» **ACTION ITEM**: Return the records below exactly as they are written.
+ + + + +
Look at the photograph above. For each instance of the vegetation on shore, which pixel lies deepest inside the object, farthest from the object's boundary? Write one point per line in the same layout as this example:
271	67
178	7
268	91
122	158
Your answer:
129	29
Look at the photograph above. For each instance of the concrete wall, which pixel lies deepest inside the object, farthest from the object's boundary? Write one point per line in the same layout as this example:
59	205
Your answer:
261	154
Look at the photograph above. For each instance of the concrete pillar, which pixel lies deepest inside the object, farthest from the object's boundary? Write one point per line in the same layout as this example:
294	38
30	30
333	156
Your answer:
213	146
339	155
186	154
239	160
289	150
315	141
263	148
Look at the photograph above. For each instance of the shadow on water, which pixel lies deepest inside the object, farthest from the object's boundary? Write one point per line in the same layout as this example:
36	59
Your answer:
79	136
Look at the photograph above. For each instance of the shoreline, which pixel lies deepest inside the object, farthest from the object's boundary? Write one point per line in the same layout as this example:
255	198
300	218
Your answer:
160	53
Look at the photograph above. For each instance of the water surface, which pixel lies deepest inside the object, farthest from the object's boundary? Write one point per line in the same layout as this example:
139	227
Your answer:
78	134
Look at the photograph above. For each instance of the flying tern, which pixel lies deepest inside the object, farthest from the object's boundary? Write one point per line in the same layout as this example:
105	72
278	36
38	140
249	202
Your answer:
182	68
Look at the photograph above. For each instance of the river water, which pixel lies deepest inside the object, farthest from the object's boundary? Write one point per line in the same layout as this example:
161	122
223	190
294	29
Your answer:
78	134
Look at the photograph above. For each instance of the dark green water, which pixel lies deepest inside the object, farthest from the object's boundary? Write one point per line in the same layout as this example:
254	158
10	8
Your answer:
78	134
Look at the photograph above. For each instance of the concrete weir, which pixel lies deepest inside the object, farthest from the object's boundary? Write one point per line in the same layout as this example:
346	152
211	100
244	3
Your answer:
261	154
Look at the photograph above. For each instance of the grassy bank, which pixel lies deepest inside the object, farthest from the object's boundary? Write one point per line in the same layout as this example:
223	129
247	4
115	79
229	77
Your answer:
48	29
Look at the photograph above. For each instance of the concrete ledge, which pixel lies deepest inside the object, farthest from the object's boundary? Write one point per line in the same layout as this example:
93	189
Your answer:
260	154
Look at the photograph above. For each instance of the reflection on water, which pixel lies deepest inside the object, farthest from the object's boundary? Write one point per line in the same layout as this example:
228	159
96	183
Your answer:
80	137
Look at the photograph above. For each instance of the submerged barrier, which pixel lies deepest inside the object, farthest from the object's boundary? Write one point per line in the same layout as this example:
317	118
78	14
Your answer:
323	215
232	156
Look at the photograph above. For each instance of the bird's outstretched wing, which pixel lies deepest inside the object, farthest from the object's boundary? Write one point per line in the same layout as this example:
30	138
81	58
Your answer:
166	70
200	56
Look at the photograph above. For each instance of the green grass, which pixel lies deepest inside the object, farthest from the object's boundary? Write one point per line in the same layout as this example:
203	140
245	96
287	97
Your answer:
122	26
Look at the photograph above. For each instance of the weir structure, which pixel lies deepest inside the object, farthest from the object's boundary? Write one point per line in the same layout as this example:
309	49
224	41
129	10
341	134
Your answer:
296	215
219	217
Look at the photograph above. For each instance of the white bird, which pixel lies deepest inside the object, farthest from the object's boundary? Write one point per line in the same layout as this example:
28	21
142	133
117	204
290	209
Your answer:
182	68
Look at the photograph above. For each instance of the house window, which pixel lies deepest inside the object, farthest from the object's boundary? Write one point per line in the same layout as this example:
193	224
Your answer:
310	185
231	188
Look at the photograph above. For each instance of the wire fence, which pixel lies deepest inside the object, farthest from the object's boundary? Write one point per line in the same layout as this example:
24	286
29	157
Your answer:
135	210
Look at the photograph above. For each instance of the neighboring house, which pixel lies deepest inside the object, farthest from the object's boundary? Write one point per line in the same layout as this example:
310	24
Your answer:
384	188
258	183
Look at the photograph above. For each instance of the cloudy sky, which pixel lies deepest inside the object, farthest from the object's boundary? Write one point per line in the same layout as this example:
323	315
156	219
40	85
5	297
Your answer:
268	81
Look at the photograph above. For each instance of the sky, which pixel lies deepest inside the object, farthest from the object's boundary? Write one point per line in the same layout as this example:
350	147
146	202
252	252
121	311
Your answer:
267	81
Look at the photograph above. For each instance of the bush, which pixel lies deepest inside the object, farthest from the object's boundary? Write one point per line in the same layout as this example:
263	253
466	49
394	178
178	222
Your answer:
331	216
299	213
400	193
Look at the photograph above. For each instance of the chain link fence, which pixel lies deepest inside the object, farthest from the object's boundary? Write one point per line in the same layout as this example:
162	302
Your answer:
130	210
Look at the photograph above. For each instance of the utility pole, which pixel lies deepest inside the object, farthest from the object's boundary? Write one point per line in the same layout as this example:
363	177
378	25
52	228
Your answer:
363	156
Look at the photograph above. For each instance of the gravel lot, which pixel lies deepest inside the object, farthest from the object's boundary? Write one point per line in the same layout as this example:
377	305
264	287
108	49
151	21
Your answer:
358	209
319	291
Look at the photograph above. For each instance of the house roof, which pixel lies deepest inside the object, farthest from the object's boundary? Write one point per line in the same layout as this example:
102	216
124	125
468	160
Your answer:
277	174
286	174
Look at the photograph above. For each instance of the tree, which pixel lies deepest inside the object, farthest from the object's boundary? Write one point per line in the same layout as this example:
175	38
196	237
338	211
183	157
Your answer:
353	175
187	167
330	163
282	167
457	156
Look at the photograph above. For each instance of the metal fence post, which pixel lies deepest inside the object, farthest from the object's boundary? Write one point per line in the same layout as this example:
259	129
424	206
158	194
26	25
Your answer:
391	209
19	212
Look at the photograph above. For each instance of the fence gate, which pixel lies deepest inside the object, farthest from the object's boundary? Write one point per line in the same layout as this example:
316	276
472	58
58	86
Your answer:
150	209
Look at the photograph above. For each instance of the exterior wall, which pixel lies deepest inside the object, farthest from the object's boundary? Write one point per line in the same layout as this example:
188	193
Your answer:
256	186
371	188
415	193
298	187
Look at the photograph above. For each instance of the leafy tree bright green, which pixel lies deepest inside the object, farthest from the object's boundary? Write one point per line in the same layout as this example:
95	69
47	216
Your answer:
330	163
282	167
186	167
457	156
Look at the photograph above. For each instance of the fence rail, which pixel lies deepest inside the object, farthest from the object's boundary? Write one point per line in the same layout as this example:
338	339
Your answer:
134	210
+ + + + +
» **ANSWER FOR THE TASK**:
Look at the photograph above. For each instance of the vegetation on shore, which pixel lies deepest inside the object, farthest from the object's boundary? Write one point per line in the same layout as this example:
271	67
178	7
268	91
122	158
Your answer:
129	29
Look at the photograph above. For each instance of the concrete wall, which pixel lies deepest inside the object, farthest from the object's boundary? Write one point per line in the same layout as this example:
59	205
Your answer:
261	154
Look at the photograph above. For each instance of the concrete pillar, which pixel lies deepest inside the object, farthest from the object's boundary? Write one point per line in the same layout as this example:
294	38
30	30
333	156
Your answer:
213	146
339	155
186	154
239	160
289	150
315	141
263	148
Look at the photograph above. For each instance of the shadow on water, which pixel lies deepest inside the object, farthest from the object's boundary? Write one point per line in the same layout as this example:
36	59
Your answer:
79	136
Look at the photograph above. For each instance of the shoreline, which pixel lies deepest inside the object, farthest from the object's boundary? Write one point per line in the same layout as this example:
255	198
300	218
Your answer:
160	53
Look at the photograph above. For each instance of the water surface, which pixel lies deepest inside the object, farthest from the object's boundary? Write one point per line in the same layout as this example:
139	227
Your answer:
78	134
Look at the photograph above. For each instance of the flying tern, which pixel lies deepest inside the object, farthest from the object's boundary? Write one point per line in the same layout as this example:
105	72
278	36
38	140
249	202
Your answer:
182	68
Look at the photograph above. For each instance of the river water, which pixel lies deepest inside the object, farthest from the object's boundary? Write one point per line in the same layout as this example:
161	122
223	190
294	29
Your answer:
78	134
Look at the photograph above. For each instance of the dark green water, which pixel lies deepest inside the object, farthest from the object's boundary? Write one point per line in the same layout as this example:
254	158
10	8
Your answer:
78	134
Look at the photograph above. For each instance of the concrete weir, which pixel lies deepest inside the object, farthest from the object's boundary? Write one point per line in the same layout as this example:
346	152
211	100
244	3
Your answer:
261	154
Look at the photograph above. For each instance of the grassy bank, which pixel lies deepest inside the object, farthest from the object's boundary? Write one point per line in the same layout as this example:
223	129
247	4
115	79
229	77
Your answer:
48	29
Look at the photograph above. For each instance of the concrete ledge, which pixel lies deepest inside the object, farthest from the object's boundary? Write one point per line in the same layout as this example:
93	189
Your answer:
260	154
Look at the photograph above. For each instance of the reflection on water, which pixel lies deepest inside the object, farthest from the object's boundary? Write one point per line in the same layout as this example:
228	159
96	183
Your answer:
80	137
Look at the photograph above. For each instance of the submerged barrier, which pixel lies deepest inside the object, farthest from the object's boundary? Write one point per line in the same layout as this example:
317	118
78	14
Your answer:
323	215
232	156
Look at the photograph above. For each instance of the bird's outstretched wing, which pixel lies deepest inside the object, farthest from the object's boundary? Write one point per line in the same layout as this example:
30	138
81	58
Your answer:
166	70
200	56
Look at the photograph above. For each instance of the green grass, which pixel lies deepest inside the object, farthest from the object's boundary? Write one point per line in the same layout as this example:
203	140
245	96
287	97
Your answer:
122	26
Look at the photograph above. For each instance of the weir structure, which pixel lies deepest inside the object, farthest from the object's boundary? Write one point per line in the same layout as this example:
309	49
224	41
129	10
341	134
Your answer:
296	215
219	217
Look at the photograph above. For each instance of the white bird, which pixel lies deepest inside the object, farthest from the object's boundary? Write one point per line in the same layout as this example:
28	21
142	133
117	204
290	209
Your answer:
182	68
Look at the photograph above. For each instance of the house window, which pixel lies deepest inside the object, farthest from the object's boundary? Write one point per line in the same layout as this example:
193	224
Your answer:
310	185
231	188
Look at the photograph above. For each instance of the wire fence, which pixel lies deepest inside the object, farthest from the object's boundary? Write one point per line in the same layout as this example:
24	286
29	157
Your answer:
135	210
Look at the photograph above. For each instance of the neighboring house, which pixel lies deepest inside the object, farthest from the object's boundary? Write one point per line in the same layout as this example:
310	24
Your answer:
384	188
258	183
Look at the photograph above. For each instance of the cloudy sky, which pixel lies deepest inside the object, farthest from the object's boundary? Write one point per line in the same layout as this example:
323	315
156	219
40	85
5	297
Your answer:
268	81
Look at the photograph above. For each instance of the sky, which pixel lies deepest inside the object, farthest from the object's boundary? Write one point per line in the same layout as this example:
350	147
146	202
252	252
121	311
Your answer:
267	81
Look at the photograph above. For each instance of the bush, which pixel lies deepest inside the object, farthest from the object's boundary? Write one point per line in the same layout as this example:
263	253
466	49
394	178
178	222
Your answer:
331	216
299	213
400	193
Look at the photograph above. For each instance of the chain link fence, which pixel lies deepest inside the object, farthest from the object's boundary? Write one point per line in the same layout as this example:
162	302
Your answer:
130	210
Look at the photograph above. For each instance of the utility pole, which pixel lies deepest inside the object, farthest from the object's boundary? Write one point per line in the same layout as this example:
363	177
378	25
52	228
Your answer:
363	156
Look at the photograph above. For each instance of the gravel lot, which pixel lies deepest inside the object, farthest from the object's boundary? Write one point per line in the same layout as this example:
377	305
264	287
108	49
151	21
Your answer:
358	209
319	291
Look at the photograph above. For each instance of the house roof, which pixel lies deepest inside the object, farthest from the object's boundary? Write one point per line in the same layout as this example:
102	216
124	125
468	160
Your answer:
277	174
286	174
Look at the photograph above. For each instance of the tree, which pixel lies deepest inside the object, farthest from the object's boundary? Write one point per line in the same layout as this example:
175	38
196	237
338	211
183	157
Your answer:
353	175
187	167
330	163
282	167
457	156
Look at the photograph above. For each instance of the metal fence post, which pixel lies deepest inside the object, farthest from the object's boundary? Write one point per line in the same layout as this example:
259	129
424	206
158	194
26	25
Your answer:
391	209
19	212
Look at the photograph above. For each instance of the fence gate, which pixel lies deepest inside the object, farthest from the object's boundary? Write one point per line in the same layout as this example:
316	276
472	58
58	86
Your answer:
150	209
Look at the photograph above. For each instance of the exterior wall, which pixel lies deepest inside the object, farthest from the object's boundary? Write one point per line in the same layout as this example:
188	193
Your answer:
256	186
371	188
415	193
298	187
Look at the photograph above. For each instance of the leafy tree bright green, which pixel lies deepest inside the object, farthest from the object's boundary? Write one point per line in the same layout as this example:
95	69
47	216
Your answer:
330	163
282	167
186	167
457	156
Look at the photograph above. For each instance of the fence rail, which pixel lies deepest inside the object, farthest from the object's boundary? Write one point per line in the same layout as this example:
338	339
Your answer:
134	210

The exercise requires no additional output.